### SELECTED TEXT
---

Holland & Knight, one of Washington’s most lucrative lobby shops, has hired two former top congressional aides who helped draft a sweeping new law that changes the way the government regulates chemicals — a signal that K Street sees the law as an opportunity to capture new business.

Ben Dunham and Dimitri Karakitsos were once adversaries who are now working under the same roof. Dunham was a top adviser to the late senator Frank Lautenberg (D-N.J.), after whom the law was named, and Karakitsos was his Republican counterpart, working as the senior staffer for the Senate Environment and Public Works Committee. For five years starting in 2009, as their bosses fought over what the bill should include, Dunham and Karakitsos worked together to organize hearings, briefings and meetings with industry groups to weigh in on the measure. They drafted an early version of what would later become the basis of the legislation that became law in June.

Environmental lobbyist Rich Gold, who leads Holland’s $20 million-a-year lobbying department, had a front-row seat to the action, as he lobbied on behalf of chemical companies seeking to shape the legislation. Gold recruited Dunham, who joined the firm over the summer, and Karakitsos, who starts Monday. Dunham had been working at another firm, Dentons, since 2014. Karakitsos comes directly from the Hill.

---

### DATA
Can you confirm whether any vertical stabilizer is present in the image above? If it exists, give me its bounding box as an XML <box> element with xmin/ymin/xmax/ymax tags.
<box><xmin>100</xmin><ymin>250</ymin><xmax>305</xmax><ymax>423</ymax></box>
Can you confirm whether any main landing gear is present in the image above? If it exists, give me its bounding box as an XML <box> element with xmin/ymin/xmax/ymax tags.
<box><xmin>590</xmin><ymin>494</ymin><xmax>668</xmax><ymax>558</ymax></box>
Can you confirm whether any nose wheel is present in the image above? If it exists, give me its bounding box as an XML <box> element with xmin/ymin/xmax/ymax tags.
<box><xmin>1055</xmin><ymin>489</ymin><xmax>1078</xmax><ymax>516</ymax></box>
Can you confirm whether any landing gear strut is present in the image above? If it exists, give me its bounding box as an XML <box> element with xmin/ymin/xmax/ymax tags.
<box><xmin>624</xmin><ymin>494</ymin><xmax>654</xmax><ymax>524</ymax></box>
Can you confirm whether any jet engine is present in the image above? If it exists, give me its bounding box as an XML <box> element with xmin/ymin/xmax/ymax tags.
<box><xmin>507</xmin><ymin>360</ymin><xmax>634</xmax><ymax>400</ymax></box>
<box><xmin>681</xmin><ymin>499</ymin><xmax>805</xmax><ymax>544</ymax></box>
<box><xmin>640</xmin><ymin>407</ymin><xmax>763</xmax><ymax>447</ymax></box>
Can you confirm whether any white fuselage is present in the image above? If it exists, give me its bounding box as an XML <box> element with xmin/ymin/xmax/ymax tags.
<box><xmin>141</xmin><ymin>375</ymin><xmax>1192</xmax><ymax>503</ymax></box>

---

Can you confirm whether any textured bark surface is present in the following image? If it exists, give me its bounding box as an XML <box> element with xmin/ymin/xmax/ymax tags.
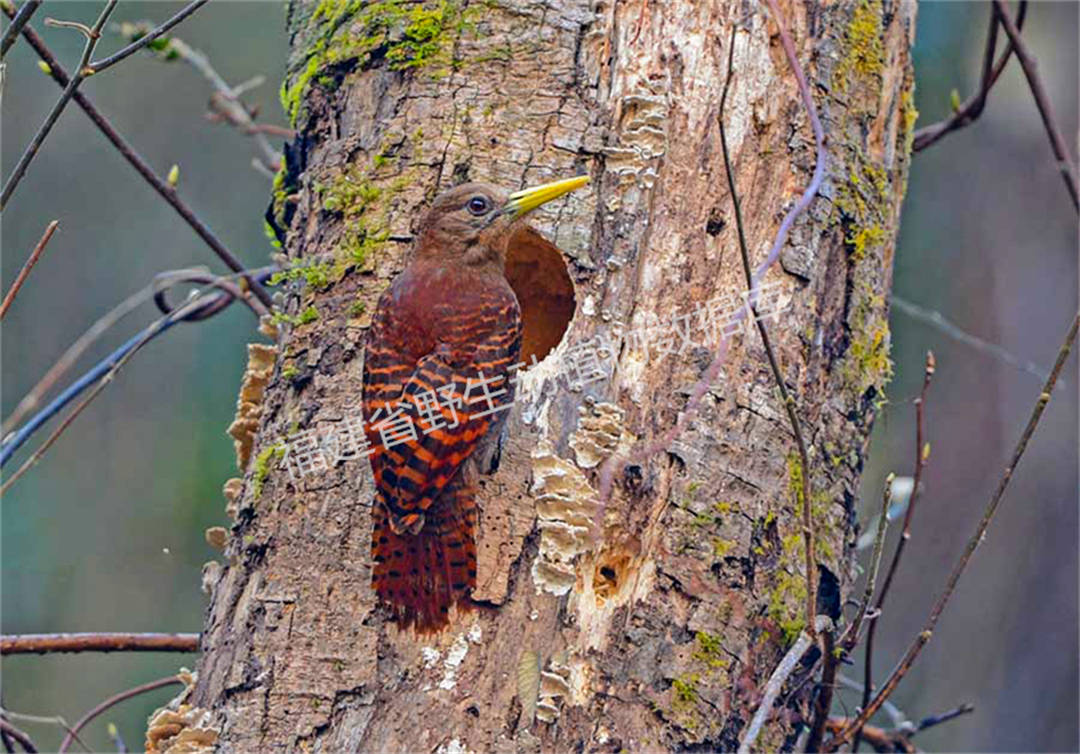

---

### EXERCISE BRIEF
Please continue the article above about Holland & Knight hiring two former Senate aides, starting right after its last sentence.

### RESULT FOR THIS EXERCISE
“It was always something we had our heads down and were working really hard on, me from the lobbying side and Ben and Dimitri on the Hill,” Gold said. “This is in some sense getting the band back together again.”

The Frank R. Lautenberg Chemical Safety for the 21st Century Act, which amends the Toxic Substances Control Act (TSCA), was signed into law by President Obama in June. The law gives the Environmental Protection Agency more authority to evaluate the safety of chemicals that go into nearly every product sold to consumers, including paint, cleaners, detergent and cars.

Dunham and Karakisos are now advising Holland’s corporate clients — chemical manufacturers, trade groups for consumer products, and retailers — in influencing how the EPA will implement the law.

“We have the folks that were there at the birth of the baby and know the history and have good relationships with the EPA and the folks that will be implementing the law and know where things should be headed,” Gold said.